■ Assignment ■
A verbatim copy of the data below is the required output.

■ Data extracts ■
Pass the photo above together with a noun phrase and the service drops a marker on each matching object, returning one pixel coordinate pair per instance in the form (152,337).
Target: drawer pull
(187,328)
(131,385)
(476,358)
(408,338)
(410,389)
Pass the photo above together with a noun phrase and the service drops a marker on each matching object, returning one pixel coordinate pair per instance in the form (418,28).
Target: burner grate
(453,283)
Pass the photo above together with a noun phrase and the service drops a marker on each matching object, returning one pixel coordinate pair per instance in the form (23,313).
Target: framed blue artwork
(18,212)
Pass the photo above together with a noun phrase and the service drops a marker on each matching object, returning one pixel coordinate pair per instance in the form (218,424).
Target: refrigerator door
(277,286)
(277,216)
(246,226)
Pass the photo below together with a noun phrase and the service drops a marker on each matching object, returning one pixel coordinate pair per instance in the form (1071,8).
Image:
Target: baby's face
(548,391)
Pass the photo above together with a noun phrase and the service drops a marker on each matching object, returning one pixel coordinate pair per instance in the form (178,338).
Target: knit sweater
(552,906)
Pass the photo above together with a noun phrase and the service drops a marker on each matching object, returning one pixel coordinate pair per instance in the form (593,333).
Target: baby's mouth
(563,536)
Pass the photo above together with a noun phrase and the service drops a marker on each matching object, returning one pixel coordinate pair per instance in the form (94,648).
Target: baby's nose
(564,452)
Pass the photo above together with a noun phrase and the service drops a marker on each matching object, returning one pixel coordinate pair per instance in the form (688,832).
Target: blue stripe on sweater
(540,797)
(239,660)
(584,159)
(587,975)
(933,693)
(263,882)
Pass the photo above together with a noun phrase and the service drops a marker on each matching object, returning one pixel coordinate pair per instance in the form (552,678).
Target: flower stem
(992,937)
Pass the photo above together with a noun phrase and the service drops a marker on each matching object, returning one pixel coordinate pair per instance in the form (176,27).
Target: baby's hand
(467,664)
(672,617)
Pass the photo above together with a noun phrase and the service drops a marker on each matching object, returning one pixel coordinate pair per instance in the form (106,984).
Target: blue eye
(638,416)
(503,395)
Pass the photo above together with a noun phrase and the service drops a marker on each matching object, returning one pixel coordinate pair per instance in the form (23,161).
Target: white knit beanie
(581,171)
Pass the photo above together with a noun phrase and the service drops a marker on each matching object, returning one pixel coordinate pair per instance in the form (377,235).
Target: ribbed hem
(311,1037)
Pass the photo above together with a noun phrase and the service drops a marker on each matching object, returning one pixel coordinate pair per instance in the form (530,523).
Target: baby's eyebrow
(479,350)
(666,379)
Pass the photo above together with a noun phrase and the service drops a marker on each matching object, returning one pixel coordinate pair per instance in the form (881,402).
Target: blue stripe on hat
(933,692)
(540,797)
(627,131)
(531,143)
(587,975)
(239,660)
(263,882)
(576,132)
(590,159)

■ Result of the exercise ■
Pass the photo above together with a noun phrase and the service drops a marker on each matching object, returning one pixel coordinate pair per instance in the form (152,337).
Target: drawer pull
(187,328)
(131,385)
(476,358)
(408,338)
(410,389)
Pass the photo above together with a noun phrase and the service drops a marker on each matching object, returning one pixel coordinate pair per instance in the form (418,28).
Target: burner grate
(453,283)
Pass the photo above together with a noun phrase and the service drops a marker on each matching object, returning one pixel coordinate pair per instance in the form (23,313).
Target: framed blue artwork
(18,212)
Pass the photo above together with a noun phrase and the service drops a marker on each matching object, returning one pixel coordinate pair per instance in the form (218,424).
Target: refrigerator door
(277,286)
(277,216)
(246,226)
Pass the photo below together with a noun phrase and the service drops a marker on each matching object, returning one pixel coordinate pair per instance in the form (1071,8).
Image:
Target: baby's face
(548,391)
Pass the photo above together with a noun phrase and the service drops a marker on each matching object, returning one pixel coordinate pair per instance in the form (178,338).
Target: knit sweater
(552,906)
Pass the photo above together with a noun phrase and the service drops a marker on each matching object, returning one pixel coordinate pair per instance in the form (593,333).
Target: baby's mouth
(563,536)
Pass the photo above together with a noun phrase and the service drops a marker on each matching object, returning one pixel coordinate pair per instance in the form (94,648).
Target: baby's nose
(564,452)
Pass the photo above together with a noun phrase and the service drops a marker on each matching object, returning one pixel coordinate pair per instance in the form (688,832).
Target: blue stripe on sweater
(540,797)
(239,660)
(584,159)
(587,975)
(933,693)
(263,882)
Pass the photo above together with a noun phrase and the service drops a marker on each matching object, returning one pixel coordinate pair per instance in the form (552,678).
Target: flower stem
(992,937)
Pass the photo above together with a noun phrase and the service drops a marker on each matching object, returning one pixel coordinate pair per instance in the form (176,27).
Target: baby's hand
(467,664)
(672,617)
Pass the photo above together with a noun phrase and the service drops a marker on each matching object, returning one pixel coordinate pair per instance in the form (106,984).
Target: blue eye
(638,416)
(503,395)
Pass the photo above together with a noun phrase and the service drops a marker on each matching object, returning one pixel coordinate pair per instance in the form (23,161).
Target: white knit beanie
(581,171)
Pass the photo above together with a noun phrase and the service drops a marker on each matching object, returning one pixel coordinate pair per instance in the form (377,235).
Target: ribbed hem
(311,1037)
Pass the photo above together with a noun phrase and the service drops a marker on each matching object, returning one pixel coordinate pair per instance in the form (530,523).
Target: baby's eyebrow
(479,350)
(666,379)
Pass the photo above together with a noun phrase and the service drops a marker on each matching object, returning one pixel coordinate pair per instance in the form (881,402).
Target: blue stripe on hat
(933,692)
(540,797)
(627,131)
(531,143)
(587,975)
(239,660)
(263,882)
(576,132)
(590,159)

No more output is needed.